_AIM OF THE TASK_
The material below must be output exactly, line for line.

--- THE DATA Enclosed Below ---

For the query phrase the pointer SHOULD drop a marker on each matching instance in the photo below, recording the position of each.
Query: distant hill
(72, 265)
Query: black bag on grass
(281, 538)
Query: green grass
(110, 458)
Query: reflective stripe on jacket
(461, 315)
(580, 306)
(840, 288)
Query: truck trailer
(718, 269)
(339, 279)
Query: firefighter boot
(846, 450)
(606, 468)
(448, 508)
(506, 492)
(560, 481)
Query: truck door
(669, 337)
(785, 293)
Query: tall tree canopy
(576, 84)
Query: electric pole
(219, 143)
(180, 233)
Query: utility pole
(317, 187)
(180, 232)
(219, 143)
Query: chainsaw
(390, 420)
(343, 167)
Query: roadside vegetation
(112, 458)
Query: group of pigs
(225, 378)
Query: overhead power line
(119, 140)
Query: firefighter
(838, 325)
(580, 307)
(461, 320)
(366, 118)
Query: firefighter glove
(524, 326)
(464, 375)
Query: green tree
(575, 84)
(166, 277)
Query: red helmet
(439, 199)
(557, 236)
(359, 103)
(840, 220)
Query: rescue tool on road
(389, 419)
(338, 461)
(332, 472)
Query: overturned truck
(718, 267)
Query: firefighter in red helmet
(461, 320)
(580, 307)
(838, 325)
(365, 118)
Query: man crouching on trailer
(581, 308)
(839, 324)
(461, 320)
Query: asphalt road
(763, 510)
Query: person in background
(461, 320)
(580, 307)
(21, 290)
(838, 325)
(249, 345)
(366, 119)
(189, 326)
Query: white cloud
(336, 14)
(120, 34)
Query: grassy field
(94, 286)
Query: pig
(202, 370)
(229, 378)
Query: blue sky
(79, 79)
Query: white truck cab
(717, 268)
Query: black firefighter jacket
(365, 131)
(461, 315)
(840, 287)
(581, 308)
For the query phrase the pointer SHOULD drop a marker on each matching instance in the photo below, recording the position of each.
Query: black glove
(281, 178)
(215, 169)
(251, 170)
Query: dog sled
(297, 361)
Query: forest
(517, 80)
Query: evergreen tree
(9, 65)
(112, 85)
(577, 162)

--- End of Enclosed THE DATA ---

_RESPONSE TO THE EXERCISE_
For the query phrase the pointer SHOULD drop a marker on each matching instance in the photo below, recording the position of each.
Query: distant hill
(72, 265)
Query: black bag on grass
(281, 538)
Query: green grass
(110, 458)
Query: reflective stripe on jacket
(461, 315)
(580, 306)
(840, 288)
Query: truck trailer
(718, 269)
(339, 279)
Query: firefighter boot
(846, 450)
(606, 468)
(448, 508)
(506, 492)
(560, 481)
Query: truck door
(669, 337)
(785, 293)
Query: tall tree canopy
(576, 84)
Query: electric pole
(219, 143)
(180, 233)
Query: utility pole
(317, 187)
(180, 232)
(219, 143)
Query: chainsaw
(390, 420)
(343, 167)
Query: roadside vegetation
(112, 458)
Query: group of pigs
(225, 378)
Query: overhead power line
(119, 140)
Query: firefighter
(838, 325)
(580, 307)
(461, 320)
(366, 118)
Query: firefighter glove
(524, 326)
(464, 375)
Query: green tree
(575, 84)
(166, 277)
Query: red helmet
(439, 199)
(557, 236)
(359, 103)
(840, 220)
Query: rescue tool on road
(389, 419)
(338, 461)
(332, 472)
Query: overturned truck
(718, 267)
Query: firefighter in red helmet
(461, 320)
(580, 307)
(838, 325)
(365, 118)
Query: man crouching on trailer
(581, 308)
(839, 324)
(461, 320)
Query: asphalt road
(763, 510)
Query: person in background
(461, 320)
(580, 307)
(21, 290)
(838, 325)
(249, 345)
(366, 119)
(189, 326)
Query: white cloud
(336, 14)
(120, 34)
Query: grassy field
(94, 286)
Query: pig
(202, 370)
(229, 378)
Query: blue sky
(79, 79)
Query: white truck cab
(717, 268)
Query: black firefighter jacket
(365, 131)
(461, 315)
(840, 287)
(581, 308)
For the query phrase the pointer SHOULD drop a marker on each matching instance in the photo below, recording the position of each.
Query: black glove
(281, 178)
(215, 169)
(251, 170)
Query: dog sled
(297, 361)
Query: forest
(517, 80)
Query: evergreen tree
(9, 65)
(112, 85)
(577, 162)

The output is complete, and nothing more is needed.